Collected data
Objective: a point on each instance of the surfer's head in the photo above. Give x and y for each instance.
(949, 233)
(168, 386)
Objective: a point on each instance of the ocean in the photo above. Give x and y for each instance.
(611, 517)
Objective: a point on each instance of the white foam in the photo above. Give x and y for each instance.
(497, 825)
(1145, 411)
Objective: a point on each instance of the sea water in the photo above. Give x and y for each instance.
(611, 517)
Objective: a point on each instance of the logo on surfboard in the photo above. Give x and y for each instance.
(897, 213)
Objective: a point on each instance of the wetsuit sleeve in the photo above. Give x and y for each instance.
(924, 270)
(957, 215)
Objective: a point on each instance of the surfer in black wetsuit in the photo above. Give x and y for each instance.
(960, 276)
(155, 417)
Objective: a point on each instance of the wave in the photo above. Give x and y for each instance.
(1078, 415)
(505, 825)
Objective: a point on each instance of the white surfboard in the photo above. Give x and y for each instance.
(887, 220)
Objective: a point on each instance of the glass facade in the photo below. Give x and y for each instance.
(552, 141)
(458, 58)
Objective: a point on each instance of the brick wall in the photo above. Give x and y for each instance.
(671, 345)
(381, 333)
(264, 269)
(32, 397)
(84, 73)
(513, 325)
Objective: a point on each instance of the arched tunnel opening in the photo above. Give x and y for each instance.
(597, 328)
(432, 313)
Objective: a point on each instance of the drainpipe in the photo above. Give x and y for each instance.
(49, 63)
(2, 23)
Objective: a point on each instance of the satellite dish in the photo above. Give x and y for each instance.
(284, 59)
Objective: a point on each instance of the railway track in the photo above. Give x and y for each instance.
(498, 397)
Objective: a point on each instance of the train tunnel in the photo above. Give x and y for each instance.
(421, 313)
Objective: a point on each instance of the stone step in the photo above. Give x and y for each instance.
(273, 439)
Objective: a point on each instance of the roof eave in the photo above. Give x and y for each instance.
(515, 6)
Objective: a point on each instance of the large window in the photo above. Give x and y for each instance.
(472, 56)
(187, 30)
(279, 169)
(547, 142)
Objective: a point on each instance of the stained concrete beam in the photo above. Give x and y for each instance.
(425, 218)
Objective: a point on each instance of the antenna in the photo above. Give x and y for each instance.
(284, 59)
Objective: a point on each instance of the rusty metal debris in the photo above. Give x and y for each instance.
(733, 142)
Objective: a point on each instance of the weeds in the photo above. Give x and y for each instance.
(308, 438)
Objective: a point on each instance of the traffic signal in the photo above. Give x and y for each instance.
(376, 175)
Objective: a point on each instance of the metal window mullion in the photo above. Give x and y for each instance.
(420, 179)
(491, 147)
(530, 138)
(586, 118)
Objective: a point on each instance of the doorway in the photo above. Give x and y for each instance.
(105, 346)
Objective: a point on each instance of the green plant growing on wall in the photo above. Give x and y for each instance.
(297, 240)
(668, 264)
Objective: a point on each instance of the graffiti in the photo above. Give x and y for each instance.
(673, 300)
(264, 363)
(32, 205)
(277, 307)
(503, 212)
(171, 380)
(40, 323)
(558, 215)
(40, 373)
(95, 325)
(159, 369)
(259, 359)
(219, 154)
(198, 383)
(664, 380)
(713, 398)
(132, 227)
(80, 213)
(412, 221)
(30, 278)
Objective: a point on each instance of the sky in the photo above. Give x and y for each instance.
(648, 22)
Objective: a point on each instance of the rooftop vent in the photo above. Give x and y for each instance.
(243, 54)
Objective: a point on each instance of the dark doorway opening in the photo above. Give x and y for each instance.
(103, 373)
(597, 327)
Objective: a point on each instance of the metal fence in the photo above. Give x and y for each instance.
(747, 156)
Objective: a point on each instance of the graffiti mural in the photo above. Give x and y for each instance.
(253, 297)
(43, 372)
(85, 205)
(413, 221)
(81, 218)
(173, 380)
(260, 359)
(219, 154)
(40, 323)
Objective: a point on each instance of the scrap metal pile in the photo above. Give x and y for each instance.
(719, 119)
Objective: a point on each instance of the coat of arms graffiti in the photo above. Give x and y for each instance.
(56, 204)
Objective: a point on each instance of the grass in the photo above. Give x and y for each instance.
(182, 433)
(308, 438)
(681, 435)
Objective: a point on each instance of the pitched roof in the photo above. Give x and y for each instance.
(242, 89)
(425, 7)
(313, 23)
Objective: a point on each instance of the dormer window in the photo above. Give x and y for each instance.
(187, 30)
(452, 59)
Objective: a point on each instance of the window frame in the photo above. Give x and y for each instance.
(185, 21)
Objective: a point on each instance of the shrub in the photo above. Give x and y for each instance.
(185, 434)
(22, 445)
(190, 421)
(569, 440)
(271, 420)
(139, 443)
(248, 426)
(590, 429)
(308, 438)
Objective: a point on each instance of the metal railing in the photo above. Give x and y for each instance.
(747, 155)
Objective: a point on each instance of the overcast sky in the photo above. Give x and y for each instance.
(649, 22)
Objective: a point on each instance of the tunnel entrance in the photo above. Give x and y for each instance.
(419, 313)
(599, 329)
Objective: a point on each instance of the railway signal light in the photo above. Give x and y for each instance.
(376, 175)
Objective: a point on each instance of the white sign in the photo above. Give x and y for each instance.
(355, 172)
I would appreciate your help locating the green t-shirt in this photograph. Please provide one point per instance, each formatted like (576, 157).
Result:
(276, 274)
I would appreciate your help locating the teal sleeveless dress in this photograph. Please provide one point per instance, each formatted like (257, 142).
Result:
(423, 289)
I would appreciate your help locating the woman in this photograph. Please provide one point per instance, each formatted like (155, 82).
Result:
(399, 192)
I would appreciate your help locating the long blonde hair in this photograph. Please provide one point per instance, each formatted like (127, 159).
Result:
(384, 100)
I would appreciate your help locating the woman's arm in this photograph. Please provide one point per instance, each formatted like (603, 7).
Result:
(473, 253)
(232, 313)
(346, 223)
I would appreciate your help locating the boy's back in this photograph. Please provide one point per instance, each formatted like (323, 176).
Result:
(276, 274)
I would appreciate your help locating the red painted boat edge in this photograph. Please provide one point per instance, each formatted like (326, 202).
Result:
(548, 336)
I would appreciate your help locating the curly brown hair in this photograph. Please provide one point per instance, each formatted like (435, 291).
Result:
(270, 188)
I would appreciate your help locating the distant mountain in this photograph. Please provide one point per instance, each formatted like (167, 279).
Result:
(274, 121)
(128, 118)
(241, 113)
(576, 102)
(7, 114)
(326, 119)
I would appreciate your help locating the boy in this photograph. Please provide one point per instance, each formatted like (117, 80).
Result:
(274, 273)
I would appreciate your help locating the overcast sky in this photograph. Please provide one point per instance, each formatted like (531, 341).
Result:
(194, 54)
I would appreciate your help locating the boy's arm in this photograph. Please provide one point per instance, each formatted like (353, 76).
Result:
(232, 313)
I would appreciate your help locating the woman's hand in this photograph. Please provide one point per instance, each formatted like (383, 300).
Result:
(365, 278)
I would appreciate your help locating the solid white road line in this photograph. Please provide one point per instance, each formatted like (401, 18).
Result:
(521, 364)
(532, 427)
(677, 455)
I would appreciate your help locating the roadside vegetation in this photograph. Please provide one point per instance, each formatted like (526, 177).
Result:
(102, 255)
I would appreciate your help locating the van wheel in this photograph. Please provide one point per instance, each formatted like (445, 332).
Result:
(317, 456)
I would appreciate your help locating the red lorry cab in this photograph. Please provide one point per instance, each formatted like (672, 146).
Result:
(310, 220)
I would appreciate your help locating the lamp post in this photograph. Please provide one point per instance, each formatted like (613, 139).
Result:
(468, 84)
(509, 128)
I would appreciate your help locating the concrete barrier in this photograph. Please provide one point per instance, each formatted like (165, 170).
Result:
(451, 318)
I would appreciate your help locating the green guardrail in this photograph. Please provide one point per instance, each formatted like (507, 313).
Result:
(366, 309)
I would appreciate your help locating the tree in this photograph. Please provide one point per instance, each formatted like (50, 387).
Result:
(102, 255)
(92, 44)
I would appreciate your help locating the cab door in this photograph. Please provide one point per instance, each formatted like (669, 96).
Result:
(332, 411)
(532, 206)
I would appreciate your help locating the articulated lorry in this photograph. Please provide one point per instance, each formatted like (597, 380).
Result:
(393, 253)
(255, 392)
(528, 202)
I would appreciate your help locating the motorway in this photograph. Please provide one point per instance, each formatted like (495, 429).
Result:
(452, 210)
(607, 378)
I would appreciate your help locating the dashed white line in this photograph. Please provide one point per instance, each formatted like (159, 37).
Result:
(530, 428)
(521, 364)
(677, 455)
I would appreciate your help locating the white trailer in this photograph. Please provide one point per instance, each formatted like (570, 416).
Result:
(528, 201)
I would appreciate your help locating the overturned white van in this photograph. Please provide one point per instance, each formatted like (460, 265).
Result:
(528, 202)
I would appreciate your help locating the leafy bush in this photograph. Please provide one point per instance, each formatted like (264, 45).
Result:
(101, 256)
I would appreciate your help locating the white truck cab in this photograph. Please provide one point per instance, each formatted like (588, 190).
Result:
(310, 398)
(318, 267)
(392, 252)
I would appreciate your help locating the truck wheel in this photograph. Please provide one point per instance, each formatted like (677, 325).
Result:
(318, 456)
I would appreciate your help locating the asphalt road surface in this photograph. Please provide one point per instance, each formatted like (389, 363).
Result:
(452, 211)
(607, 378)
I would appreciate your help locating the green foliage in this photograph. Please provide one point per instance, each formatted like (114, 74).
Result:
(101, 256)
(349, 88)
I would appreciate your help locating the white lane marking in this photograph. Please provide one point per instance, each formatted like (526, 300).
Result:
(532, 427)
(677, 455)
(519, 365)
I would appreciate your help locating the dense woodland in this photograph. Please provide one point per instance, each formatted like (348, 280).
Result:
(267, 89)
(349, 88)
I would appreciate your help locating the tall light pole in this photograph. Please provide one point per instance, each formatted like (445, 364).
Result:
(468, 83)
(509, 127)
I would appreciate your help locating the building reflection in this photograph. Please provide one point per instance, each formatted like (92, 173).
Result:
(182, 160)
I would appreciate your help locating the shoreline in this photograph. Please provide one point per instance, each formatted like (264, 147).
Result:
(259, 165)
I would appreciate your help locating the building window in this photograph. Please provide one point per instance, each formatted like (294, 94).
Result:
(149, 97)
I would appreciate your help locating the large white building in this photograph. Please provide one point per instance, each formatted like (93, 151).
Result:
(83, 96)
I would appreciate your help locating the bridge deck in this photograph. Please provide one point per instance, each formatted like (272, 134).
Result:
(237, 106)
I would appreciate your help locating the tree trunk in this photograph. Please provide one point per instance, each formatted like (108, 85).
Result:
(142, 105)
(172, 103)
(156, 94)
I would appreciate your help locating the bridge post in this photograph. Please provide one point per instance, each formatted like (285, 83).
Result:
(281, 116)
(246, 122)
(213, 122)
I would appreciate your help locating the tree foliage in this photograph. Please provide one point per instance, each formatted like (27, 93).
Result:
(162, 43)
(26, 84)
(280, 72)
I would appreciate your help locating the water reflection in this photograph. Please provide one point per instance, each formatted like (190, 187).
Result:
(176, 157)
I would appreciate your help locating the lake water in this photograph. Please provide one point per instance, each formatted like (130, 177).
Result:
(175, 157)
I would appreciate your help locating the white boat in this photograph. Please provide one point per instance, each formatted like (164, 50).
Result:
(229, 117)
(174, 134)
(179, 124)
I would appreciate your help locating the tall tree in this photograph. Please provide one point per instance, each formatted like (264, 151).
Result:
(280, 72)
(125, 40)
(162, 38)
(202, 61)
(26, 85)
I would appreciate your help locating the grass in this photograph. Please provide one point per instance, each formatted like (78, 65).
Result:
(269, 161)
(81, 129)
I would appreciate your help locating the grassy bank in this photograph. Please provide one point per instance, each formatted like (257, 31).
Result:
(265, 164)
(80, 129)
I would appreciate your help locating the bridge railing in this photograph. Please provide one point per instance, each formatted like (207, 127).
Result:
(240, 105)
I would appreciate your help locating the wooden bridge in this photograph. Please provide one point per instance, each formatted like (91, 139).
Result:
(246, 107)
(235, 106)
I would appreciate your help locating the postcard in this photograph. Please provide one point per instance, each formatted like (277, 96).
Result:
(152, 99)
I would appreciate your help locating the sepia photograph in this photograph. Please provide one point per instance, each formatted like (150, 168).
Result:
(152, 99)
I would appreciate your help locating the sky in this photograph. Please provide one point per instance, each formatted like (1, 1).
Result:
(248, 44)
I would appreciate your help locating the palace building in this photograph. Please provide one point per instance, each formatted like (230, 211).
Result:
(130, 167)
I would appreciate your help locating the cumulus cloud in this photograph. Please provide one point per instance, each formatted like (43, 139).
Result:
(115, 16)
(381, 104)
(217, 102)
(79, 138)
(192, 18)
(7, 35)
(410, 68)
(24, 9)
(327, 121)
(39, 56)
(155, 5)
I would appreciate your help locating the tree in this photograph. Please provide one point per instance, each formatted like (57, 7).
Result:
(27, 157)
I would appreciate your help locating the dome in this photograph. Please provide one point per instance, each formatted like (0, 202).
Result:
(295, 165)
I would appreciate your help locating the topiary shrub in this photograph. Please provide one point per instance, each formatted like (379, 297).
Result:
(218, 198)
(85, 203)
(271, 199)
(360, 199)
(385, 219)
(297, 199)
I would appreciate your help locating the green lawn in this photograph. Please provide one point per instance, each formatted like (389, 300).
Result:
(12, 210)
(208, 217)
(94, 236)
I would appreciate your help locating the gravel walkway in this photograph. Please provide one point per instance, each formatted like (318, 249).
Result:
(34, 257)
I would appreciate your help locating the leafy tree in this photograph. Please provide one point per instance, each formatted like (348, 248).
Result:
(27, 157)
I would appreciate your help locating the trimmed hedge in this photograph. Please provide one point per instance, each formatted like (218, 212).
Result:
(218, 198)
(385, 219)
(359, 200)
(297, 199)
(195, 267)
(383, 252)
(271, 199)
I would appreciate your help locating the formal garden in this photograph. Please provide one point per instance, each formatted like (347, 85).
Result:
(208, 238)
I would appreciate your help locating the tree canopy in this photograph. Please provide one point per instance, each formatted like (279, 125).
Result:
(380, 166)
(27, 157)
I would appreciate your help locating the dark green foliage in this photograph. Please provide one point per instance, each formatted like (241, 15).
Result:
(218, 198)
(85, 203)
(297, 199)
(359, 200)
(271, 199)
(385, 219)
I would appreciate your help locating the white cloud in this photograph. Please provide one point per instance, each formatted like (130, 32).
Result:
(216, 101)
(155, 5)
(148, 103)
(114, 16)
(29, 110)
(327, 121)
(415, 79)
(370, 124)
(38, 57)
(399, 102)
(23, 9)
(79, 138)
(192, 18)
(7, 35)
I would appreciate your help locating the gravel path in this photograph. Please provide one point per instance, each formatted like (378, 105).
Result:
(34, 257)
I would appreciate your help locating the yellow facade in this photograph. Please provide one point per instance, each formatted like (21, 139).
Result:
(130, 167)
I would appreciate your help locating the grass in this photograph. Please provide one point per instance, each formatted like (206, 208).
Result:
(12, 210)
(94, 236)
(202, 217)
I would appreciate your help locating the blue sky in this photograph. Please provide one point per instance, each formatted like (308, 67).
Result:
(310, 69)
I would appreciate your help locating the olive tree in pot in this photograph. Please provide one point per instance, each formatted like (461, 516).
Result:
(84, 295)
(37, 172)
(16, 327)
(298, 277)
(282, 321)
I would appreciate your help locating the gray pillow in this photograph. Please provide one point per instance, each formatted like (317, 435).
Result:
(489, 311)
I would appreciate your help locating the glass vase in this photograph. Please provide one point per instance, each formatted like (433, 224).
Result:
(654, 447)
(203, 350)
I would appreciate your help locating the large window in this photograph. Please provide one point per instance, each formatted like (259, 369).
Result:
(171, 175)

▸ **Action item**: Look above for the line with "I would appreciate your help locating the leafy tree" and the line with "I would appreciate your help locating the formal". Write out those two lines and all the lines between them, exactly, and no others.

▸ **Solution for this task**:
I would appreciate your help locating the leafy tree in this photograph. Please provide one point per instance, each formatted like (348, 248).
Result:
(27, 157)
I would appreciate your help locating the trimmed hedge in this photograph. Please provide one point per instance, each formatted like (218, 212).
Result:
(218, 198)
(385, 219)
(359, 200)
(297, 199)
(195, 267)
(383, 252)
(271, 199)
I would appreciate your help locating the formal garden in this photograph. Please provide one point per instance, each formatted like (347, 85).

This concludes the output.